Problem description ::
Carry on the travel blog entry about the motorcycle stop in Granada, Nicaragua, starting right after its last sentence.

The morning ferry from Ometepe back to the Nicaraguan mainland was smooth  and it is a little surprising how well organized everything is.  We got on the road and headed for Granada which is the second colonial city in Nicaragua and it is supposed to be a little more built-up than Leon.
Unfortunately we only had one night and no rest days to spend in Granada but we were able to find a great cheap hotel close to the city center.  It did not have parking so the owner let Jess ride the bike into the "living room" and park it inside!! It worked out perfectly!
Granada is a beautiful city with great restaurants, cafes, and bars. It has one of the most quaint zocalos we've been to with plenty of trees creating this calm shady space for people to spend time together, relaxing over good conversation and an ice cream. We found a small stall that sold the Grenadian specialty - fried pork rinds with yucca and cabbage, served cold...I didn't eat the pork but I loved the rest of the dish.  Jess of course ate the whole thing and half of mine!
 In the evening, we went to a Spanish restaurant for dinner where I had one of the best meals on this trip. It was grilled salmon with a type of Swiss cheese on top! Two of my favorite things combined! Couldn't be better.  Again, I found myself wishing for more time in this city but at the same time feeling thankful for being able to experience it at all.
Hey Jess here...believe it not, Nicaragua kind of rocks!  Mix a little colonial charm of Grenada and Leon in with the volcanic island getaway of Ometepe...bind it all together with some of the cheapest prices anywhere,  and you've got yourself one kick-ass Ebenezer Scrooge good-time!
Granada is great!...of course, as Malin mentioned, my favorite parts of this adventure are usually motorcycle related, and today was no different!  The owner of the hotel insisted I park the "Ménage à McKinley" (the bike...submitted by gschowe!) in the spotless foyer of the hotel, right on the zebra skin rug!!  Nothing but first-class accommodations for our steed!  Now all of the other hotel guests would be forced to admire her dirt-covered beauty as part of their holiday as well!...I love spreading the cheer!

Information given ::
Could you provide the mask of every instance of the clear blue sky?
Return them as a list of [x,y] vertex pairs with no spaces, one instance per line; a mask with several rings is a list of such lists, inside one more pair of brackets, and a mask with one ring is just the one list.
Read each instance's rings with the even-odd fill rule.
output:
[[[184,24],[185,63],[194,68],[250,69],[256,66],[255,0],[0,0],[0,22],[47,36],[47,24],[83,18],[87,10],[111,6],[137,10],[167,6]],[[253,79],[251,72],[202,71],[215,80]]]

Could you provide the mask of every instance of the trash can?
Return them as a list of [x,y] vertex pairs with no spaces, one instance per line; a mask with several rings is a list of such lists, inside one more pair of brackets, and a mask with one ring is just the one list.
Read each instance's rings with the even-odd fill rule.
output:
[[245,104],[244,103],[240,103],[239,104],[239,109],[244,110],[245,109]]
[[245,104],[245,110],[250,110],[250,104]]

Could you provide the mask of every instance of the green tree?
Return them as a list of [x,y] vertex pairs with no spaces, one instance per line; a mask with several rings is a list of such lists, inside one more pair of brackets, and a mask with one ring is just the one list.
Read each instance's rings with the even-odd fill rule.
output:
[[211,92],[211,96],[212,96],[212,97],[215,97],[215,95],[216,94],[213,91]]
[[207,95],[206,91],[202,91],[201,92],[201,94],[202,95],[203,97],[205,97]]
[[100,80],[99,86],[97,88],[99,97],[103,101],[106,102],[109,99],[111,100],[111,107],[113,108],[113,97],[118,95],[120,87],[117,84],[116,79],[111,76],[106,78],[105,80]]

Exercise answer ::
Anyhow, there were two curbs to negotiate the beast up before plopping her into the hotel, but the bell-boy ran and got a couple of plastic Pepsi crates that would help was a breeze...I think Malin got some photos and video as well.
Like a commercial trucker, logistics and the limitations of the human body prevent me from riding  the motorcycle 24 hours a day, so in between rides there are mandatory stops that we must do that generally consist of site-seeing, eating, drinking, sleeping, and absorbing the local culture...Granada proved to be a great place to unsaddle for a night and as Malin mentioned...the food was great!...although I don't think that pork-skin salads are going to be making their way to California anytime soon!
Tomorrow we try our luck crossing into Honduras for a second time...we'll be crossing at a different point so I hope it goes a lot better, but I'm preparing myself for the worst.  Once across the border,  we have to navigate our way to the snarling capital city of Tegucigalpa, which has generally been described as "a hole" by other travelers we've met.  Our end goal is to get up to the Caribbean coast of Honduras and ferry the three of us over to the Bay Island of Roatan to enjoy a little more island life and introduce the BMW to the  Caribbean side of things...but we're not going anywhere until we get across the Honduran border.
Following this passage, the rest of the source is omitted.